Top of Study text
In the pathway approach, clinical studies are a critical step for target validation, where not only the particular diseases linkage is established to the targeted pathways, but also extrapolations are attempted for relevance in other diseases. As such, the results are meaningful for the indications being tested and for revealing other nodes in the pathway as potential alternatives. Case in point, mTOR was initially being targeted for immune suppression by rapamycin[6]. The very growth inhibition by targeting mTOR led to new and better drug entities for treating cancers[7,8]. Then other nodes in the same pathway such as IGF-R and PI3K are being targeted for cancer treatment[9,10]. It seems that companies adopting the pathway approach for target discovery do have more robust drug pipeline.
Bottom of Study text
Top of Information shown
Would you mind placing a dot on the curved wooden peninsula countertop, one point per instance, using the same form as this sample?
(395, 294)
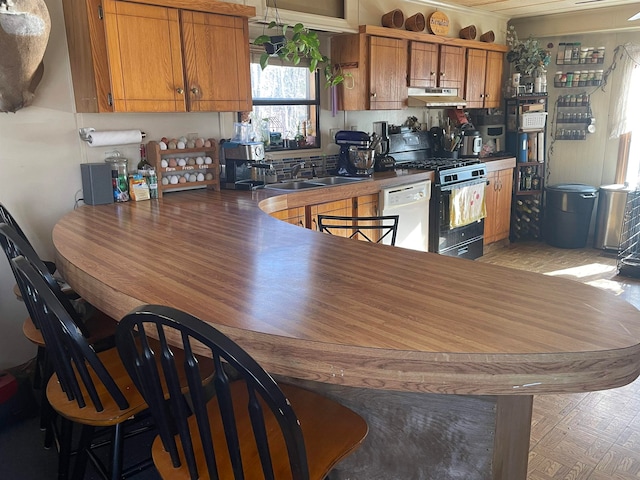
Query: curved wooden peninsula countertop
(344, 313)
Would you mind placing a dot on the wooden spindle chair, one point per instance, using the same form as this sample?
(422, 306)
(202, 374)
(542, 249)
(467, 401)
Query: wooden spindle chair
(89, 388)
(251, 427)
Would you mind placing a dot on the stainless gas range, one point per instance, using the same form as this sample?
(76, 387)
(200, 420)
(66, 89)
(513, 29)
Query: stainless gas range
(456, 225)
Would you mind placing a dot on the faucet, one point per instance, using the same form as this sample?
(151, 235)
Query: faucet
(295, 170)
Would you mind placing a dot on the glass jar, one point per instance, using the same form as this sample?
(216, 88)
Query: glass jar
(119, 178)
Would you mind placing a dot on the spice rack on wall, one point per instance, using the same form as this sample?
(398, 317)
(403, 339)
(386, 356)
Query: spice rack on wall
(583, 66)
(573, 117)
(200, 169)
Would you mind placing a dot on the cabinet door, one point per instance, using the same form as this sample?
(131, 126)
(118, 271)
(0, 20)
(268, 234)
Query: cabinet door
(423, 64)
(367, 206)
(474, 83)
(490, 196)
(493, 80)
(339, 208)
(503, 204)
(145, 57)
(498, 202)
(216, 51)
(451, 67)
(387, 73)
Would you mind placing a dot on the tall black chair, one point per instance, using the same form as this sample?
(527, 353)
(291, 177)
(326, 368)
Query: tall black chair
(378, 229)
(87, 388)
(97, 327)
(249, 427)
(6, 217)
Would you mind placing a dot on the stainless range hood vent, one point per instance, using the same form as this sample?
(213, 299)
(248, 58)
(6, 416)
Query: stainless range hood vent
(435, 98)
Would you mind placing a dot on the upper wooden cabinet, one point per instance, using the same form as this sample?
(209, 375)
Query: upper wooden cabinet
(141, 57)
(377, 66)
(383, 62)
(483, 84)
(433, 65)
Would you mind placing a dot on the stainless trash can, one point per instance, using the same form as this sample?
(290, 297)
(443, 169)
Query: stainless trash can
(568, 214)
(610, 214)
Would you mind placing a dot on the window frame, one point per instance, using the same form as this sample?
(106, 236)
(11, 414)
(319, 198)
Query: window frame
(315, 78)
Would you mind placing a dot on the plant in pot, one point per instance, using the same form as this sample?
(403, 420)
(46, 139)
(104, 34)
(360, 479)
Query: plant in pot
(294, 43)
(528, 58)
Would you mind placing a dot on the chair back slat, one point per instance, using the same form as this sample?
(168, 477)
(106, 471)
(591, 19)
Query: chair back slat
(6, 217)
(377, 229)
(14, 244)
(72, 356)
(194, 335)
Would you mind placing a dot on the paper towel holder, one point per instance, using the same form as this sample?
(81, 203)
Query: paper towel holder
(84, 133)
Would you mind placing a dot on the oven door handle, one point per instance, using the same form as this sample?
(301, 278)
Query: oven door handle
(449, 188)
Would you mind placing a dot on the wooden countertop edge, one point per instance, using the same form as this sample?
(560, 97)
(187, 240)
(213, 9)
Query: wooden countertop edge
(363, 366)
(271, 201)
(429, 372)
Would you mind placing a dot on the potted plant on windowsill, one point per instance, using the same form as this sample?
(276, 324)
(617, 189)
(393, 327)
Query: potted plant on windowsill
(528, 58)
(292, 44)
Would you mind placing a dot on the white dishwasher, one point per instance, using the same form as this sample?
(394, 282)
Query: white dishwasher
(411, 203)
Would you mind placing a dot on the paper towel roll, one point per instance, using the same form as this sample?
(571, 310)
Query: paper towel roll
(114, 137)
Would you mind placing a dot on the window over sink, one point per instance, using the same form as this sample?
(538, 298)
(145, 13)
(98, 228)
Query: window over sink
(286, 104)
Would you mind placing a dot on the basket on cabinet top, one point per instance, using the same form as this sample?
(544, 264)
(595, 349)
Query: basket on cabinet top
(530, 121)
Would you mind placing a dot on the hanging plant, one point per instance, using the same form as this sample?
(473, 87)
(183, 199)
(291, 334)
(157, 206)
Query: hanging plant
(528, 57)
(292, 44)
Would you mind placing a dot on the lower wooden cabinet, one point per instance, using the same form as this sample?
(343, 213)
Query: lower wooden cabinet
(498, 202)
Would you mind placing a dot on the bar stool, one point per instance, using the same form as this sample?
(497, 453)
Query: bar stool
(377, 229)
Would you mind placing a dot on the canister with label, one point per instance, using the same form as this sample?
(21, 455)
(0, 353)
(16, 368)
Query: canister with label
(119, 180)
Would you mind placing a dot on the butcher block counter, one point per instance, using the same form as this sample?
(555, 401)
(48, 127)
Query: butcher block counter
(442, 356)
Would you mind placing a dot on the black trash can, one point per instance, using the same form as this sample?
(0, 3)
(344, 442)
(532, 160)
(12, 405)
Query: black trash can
(568, 214)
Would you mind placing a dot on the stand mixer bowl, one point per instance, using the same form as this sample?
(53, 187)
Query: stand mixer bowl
(362, 159)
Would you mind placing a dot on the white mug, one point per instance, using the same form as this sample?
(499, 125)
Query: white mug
(515, 80)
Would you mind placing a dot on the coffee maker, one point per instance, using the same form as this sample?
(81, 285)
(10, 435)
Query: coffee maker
(238, 161)
(351, 139)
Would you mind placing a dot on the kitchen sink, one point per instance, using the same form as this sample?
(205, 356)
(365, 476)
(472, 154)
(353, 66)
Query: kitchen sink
(314, 183)
(337, 180)
(293, 185)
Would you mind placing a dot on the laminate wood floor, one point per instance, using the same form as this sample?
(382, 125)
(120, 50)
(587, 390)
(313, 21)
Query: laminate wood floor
(595, 435)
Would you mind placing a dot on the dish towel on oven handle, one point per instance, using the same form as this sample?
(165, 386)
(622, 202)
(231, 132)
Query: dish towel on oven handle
(467, 205)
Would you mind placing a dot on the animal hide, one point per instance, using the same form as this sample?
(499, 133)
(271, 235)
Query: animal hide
(24, 33)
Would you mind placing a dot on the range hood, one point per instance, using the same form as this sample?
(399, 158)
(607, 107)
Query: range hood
(435, 98)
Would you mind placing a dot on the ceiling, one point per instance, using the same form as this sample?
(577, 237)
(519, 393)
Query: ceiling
(529, 8)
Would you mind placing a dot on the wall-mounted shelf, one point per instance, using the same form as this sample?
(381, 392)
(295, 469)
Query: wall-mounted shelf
(573, 117)
(573, 53)
(185, 177)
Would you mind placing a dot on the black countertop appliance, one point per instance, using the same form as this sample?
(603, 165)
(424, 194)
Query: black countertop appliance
(350, 139)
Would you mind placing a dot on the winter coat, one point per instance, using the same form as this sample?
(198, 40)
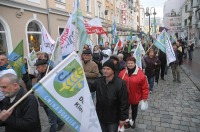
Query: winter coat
(112, 100)
(91, 71)
(137, 85)
(25, 116)
(150, 69)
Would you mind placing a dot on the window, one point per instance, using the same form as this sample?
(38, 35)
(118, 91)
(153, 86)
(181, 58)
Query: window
(3, 42)
(99, 9)
(34, 36)
(88, 5)
(60, 30)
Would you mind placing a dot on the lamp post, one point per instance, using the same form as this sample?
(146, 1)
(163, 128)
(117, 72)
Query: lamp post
(148, 13)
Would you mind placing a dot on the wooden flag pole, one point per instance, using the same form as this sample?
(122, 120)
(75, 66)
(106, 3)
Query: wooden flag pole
(20, 100)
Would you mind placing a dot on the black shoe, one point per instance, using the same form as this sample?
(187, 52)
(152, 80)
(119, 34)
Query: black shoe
(60, 127)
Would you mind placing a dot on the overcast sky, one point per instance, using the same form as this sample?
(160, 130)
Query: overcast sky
(158, 4)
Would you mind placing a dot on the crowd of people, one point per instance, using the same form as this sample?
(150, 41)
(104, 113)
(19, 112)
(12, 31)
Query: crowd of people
(115, 79)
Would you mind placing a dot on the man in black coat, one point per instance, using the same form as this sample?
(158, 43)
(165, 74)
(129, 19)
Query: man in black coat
(25, 116)
(112, 99)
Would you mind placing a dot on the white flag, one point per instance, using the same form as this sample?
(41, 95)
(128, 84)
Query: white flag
(57, 57)
(138, 54)
(48, 43)
(31, 59)
(169, 51)
(67, 38)
(65, 91)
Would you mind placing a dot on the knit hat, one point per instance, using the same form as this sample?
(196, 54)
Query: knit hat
(114, 57)
(109, 63)
(40, 62)
(87, 51)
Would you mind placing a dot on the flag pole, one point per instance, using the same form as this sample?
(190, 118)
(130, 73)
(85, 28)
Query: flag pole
(52, 55)
(20, 100)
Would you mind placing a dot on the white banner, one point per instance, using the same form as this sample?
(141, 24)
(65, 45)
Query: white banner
(65, 91)
(67, 38)
(31, 59)
(48, 43)
(169, 51)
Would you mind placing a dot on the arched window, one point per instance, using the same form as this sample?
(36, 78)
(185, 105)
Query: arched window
(34, 36)
(3, 42)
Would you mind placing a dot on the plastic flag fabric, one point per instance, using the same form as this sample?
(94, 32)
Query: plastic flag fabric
(16, 59)
(65, 91)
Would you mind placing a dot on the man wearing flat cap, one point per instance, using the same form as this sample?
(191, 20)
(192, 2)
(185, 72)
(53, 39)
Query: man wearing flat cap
(112, 99)
(90, 68)
(55, 122)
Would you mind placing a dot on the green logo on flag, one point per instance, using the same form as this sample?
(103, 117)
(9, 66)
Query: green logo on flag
(70, 80)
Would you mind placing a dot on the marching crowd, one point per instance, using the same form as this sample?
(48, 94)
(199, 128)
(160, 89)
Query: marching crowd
(115, 79)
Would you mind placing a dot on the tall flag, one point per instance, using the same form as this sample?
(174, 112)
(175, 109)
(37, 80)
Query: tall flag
(114, 32)
(174, 39)
(77, 20)
(56, 56)
(94, 26)
(31, 59)
(169, 51)
(67, 83)
(164, 44)
(90, 43)
(16, 59)
(160, 41)
(138, 54)
(118, 45)
(155, 25)
(129, 38)
(67, 38)
(48, 43)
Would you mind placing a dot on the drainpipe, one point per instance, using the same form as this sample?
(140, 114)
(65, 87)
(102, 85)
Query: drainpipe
(48, 17)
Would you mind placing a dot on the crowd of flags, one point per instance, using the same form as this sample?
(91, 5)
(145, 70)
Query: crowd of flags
(73, 38)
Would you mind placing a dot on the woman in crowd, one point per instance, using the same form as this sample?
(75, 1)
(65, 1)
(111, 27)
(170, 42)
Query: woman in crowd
(97, 57)
(152, 62)
(137, 85)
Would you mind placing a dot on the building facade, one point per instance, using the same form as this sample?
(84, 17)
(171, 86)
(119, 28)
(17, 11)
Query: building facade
(23, 19)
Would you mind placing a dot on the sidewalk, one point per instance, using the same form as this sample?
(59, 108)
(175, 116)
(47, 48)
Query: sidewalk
(173, 107)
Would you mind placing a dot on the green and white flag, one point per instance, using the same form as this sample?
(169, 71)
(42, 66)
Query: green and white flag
(65, 91)
(31, 59)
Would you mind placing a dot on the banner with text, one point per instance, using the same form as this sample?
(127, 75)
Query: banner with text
(65, 91)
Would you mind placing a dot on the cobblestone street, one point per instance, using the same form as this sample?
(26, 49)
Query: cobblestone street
(173, 107)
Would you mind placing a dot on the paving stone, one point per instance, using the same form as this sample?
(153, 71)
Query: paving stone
(164, 125)
(184, 128)
(185, 123)
(169, 130)
(151, 127)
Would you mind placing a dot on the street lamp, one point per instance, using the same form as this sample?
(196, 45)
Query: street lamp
(148, 13)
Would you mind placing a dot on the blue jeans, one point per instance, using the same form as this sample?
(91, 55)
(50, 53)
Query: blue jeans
(151, 83)
(109, 127)
(54, 120)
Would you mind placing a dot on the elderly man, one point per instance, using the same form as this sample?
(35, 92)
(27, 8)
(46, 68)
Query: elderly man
(90, 68)
(112, 99)
(55, 122)
(5, 68)
(25, 116)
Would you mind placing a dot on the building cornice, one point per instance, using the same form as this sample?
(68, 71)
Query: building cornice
(27, 7)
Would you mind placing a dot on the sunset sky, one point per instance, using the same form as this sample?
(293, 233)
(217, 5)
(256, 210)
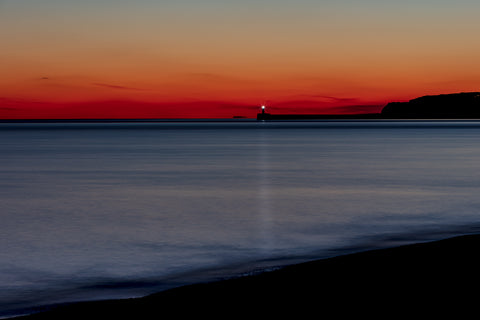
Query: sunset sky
(225, 58)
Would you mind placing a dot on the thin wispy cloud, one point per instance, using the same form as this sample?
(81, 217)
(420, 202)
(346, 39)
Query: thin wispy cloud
(117, 87)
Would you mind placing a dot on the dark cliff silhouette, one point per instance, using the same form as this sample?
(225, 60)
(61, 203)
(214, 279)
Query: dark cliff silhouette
(445, 106)
(465, 105)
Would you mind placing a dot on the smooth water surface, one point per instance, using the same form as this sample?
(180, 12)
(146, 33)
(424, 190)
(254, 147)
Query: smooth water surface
(108, 210)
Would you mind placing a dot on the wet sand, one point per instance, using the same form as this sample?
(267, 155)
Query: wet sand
(437, 278)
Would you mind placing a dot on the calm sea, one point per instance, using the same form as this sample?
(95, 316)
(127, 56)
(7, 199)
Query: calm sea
(112, 210)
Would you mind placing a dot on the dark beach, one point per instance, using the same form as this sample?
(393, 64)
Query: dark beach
(430, 278)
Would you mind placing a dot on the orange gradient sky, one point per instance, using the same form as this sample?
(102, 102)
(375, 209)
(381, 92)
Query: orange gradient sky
(219, 59)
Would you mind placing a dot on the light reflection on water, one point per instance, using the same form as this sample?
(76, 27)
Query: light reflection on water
(107, 210)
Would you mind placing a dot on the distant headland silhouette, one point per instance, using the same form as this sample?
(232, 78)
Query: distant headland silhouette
(464, 105)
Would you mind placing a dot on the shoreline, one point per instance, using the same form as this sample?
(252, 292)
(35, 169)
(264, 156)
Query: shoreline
(423, 277)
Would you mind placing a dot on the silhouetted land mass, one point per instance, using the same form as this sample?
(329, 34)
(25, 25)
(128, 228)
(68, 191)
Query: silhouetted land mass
(465, 105)
(416, 281)
(445, 106)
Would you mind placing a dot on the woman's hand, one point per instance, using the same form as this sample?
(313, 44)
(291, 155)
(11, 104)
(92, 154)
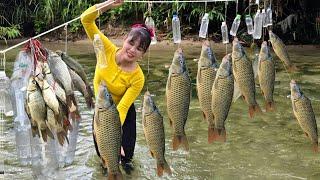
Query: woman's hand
(109, 4)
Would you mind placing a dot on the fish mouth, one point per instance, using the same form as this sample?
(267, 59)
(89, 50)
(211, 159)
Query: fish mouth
(179, 50)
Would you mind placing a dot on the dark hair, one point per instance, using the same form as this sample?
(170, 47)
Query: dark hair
(142, 33)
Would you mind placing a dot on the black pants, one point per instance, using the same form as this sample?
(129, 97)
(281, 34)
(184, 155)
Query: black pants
(129, 133)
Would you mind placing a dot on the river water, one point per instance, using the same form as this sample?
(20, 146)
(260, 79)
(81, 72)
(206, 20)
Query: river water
(270, 146)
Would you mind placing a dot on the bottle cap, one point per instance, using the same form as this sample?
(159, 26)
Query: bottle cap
(2, 74)
(96, 36)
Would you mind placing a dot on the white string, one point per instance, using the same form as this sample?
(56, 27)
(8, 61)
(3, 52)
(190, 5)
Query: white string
(172, 1)
(98, 9)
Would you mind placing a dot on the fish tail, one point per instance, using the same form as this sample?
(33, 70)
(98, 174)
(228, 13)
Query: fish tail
(117, 176)
(219, 135)
(254, 109)
(180, 139)
(163, 167)
(49, 133)
(315, 147)
(270, 106)
(61, 137)
(210, 134)
(292, 68)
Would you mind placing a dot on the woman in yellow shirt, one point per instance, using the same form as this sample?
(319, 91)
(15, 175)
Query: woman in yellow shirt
(123, 75)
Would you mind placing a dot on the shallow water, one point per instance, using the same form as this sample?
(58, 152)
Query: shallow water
(270, 146)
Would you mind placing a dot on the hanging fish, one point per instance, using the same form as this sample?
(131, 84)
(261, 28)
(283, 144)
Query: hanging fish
(244, 77)
(303, 111)
(222, 93)
(266, 75)
(152, 122)
(281, 51)
(207, 66)
(178, 92)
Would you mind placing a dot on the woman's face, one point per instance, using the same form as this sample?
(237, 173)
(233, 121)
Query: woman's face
(131, 50)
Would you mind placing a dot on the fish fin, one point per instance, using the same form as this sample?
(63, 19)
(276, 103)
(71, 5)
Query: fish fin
(180, 139)
(219, 135)
(44, 135)
(89, 102)
(254, 109)
(167, 168)
(270, 106)
(61, 137)
(204, 116)
(210, 134)
(170, 122)
(293, 68)
(152, 154)
(117, 176)
(49, 133)
(160, 169)
(315, 147)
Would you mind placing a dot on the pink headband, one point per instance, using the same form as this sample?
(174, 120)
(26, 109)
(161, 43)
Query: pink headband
(149, 30)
Bottom of Information shown
**Your goal:**
Return, word for word, the part of the passage on the pathway approach to drug targets starting with "In the pathway approach, clinical" and going on through "robust drug pipeline.".

**Reply:**
In the pathway approach, clinical studies are a critical step for target validation, where not only the particular diseases linkage is established to the targeted pathways, but also extrapolations are attempted for relevance in other diseases. As such, the results are meaningful for the indications being tested and for revealing other nodes in the pathway as potential alternatives. Case in point, mTOR was initially being targeted for immune suppression by rapamycin[6]. The very growth inhibition by targeting mTOR led to new and better drug entities for treating cancers[7,8]. Then other nodes in the same pathway such as IGF-R and PI3K are being targeted for cancer treatment[9,10]. It seems that companies adopting the pathway approach for target discovery do have more robust drug pipeline.